Thanks for the Sundance Film Festival best of show!LOL  Very good video.


----------



## sandyman (Apr 13, 2008)

Jelle Mees said:


> First impression:
> - Good framerate
> - No shadows in cutscenes
> - Voices are not loud enough
> ...



I think you can change the volume of the voices in

C:\Users\USERNAME\AppData\Roaming\Ubisoft\Assassin's Creed\DARE.INI

open that and change the NB_AUDIBLE_VOICES i think!


----------



## JRMBelgium (Apr 13, 2008)

sandyman said:


> I think you can change the volume of the voices in
> 
> C:\Users\USERNAME\AppData\Roaming\Ubisoft\Assassin's Creed\DARE.INI
> 
> open that and change the NB_AUDIBLE_VOICES i think!



Thanks.

Here you can view a high-quality youtube video:
http://www.youtube.com/watch?v=AiGNB7SAnJU&fmt=18


----------



## CrackerJack (Apr 14, 2008)

Jelle Mees said:


> First impression:
> - Good framerate
> - No shadows in cutscenes
> - Voices are not loud enough
> ...



i got better frames in xp, it was more playable then vista.


----------



## CrAsHnBuRnXp (Apr 14, 2008)

Jelle Mees said:


> Thanks.
> 
> Here you can view a high-quality youtube video:
> http://www.youtube.com/watch?v=AiGNB7SAnJU&fmt=18



I like how they knock you off the building but you fall right into the hay.


----------



## Mussels (Apr 14, 2008)

Stated goal a
State how many lines of the rows contain the string "lawn", with case counting, and give only the number.
The forum thread and the rows are unrelated material.

Material provided
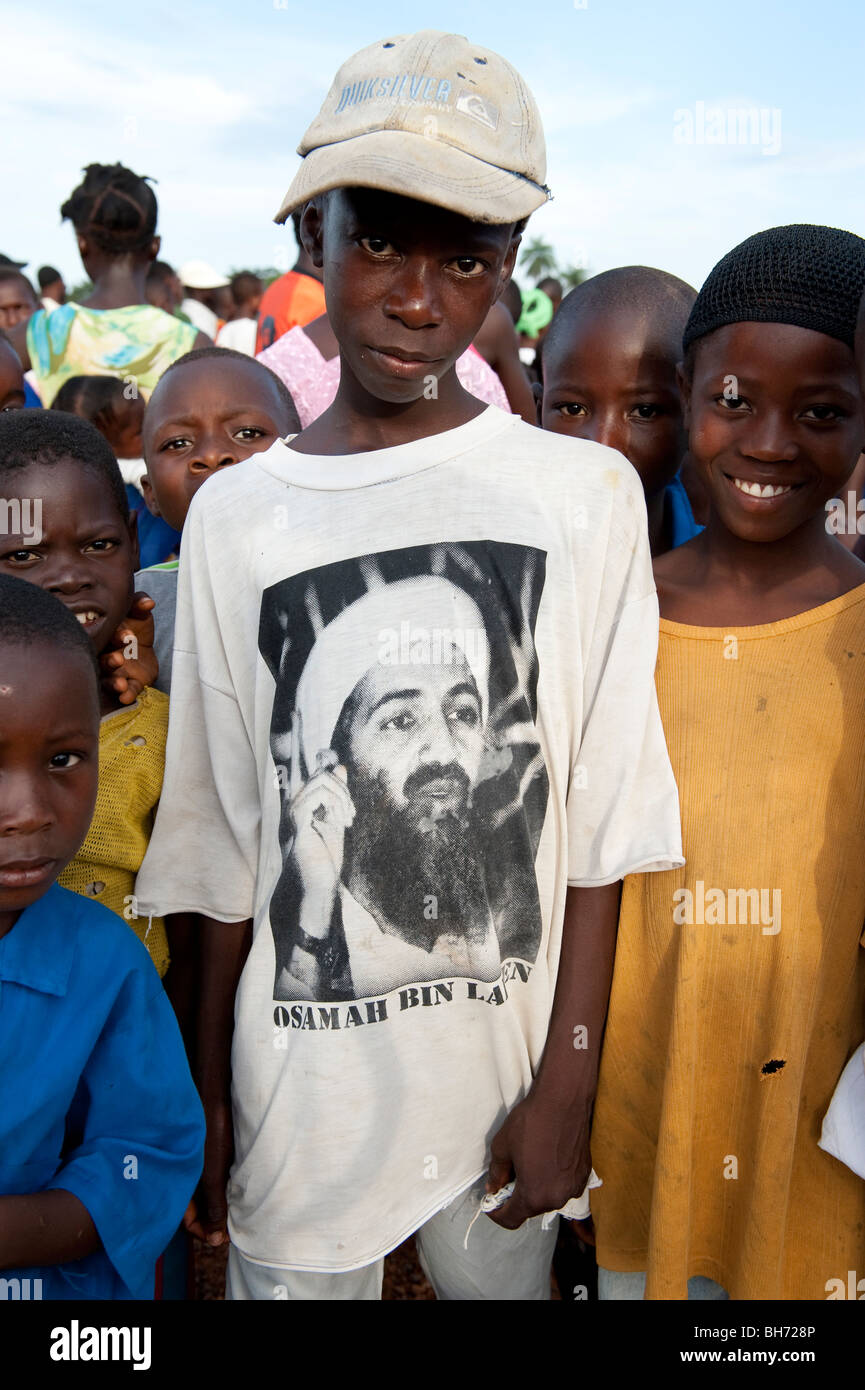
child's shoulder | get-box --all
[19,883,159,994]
--
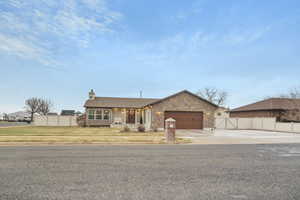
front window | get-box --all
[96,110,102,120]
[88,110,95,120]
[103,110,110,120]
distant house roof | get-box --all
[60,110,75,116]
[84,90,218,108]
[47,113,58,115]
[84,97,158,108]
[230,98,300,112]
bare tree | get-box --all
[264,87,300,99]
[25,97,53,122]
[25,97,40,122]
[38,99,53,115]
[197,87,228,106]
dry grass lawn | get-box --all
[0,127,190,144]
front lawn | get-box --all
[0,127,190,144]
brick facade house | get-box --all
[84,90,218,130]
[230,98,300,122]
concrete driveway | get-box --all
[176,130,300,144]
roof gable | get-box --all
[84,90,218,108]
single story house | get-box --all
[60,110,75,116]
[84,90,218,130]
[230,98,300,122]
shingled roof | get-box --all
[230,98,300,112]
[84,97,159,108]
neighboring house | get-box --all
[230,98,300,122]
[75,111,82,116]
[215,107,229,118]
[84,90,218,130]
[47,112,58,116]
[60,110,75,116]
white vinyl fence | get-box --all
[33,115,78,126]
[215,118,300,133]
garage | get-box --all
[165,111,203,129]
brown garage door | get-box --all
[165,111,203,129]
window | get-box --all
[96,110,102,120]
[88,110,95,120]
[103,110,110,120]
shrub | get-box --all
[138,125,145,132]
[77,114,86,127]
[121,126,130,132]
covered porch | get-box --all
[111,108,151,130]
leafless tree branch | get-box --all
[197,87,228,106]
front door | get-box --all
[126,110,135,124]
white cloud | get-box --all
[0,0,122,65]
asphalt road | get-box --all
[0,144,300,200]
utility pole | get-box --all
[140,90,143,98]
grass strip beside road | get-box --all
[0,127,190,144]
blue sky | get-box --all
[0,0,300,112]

Stated goal b
Rewrite the forum thread from the words "## CrackerJack (Apr" through "playable then vista.", switching "better frames" to "smoother frames".

Result a
2

Result b
## CrackerJack (Apr 14, 2008)

Jelle Mees said:


> First impression:
> - Good framerate
> - No shadows in cutscenes
> - Voices are not loud enough
> ...



i got smoother frames in xp, it was more playable then vista.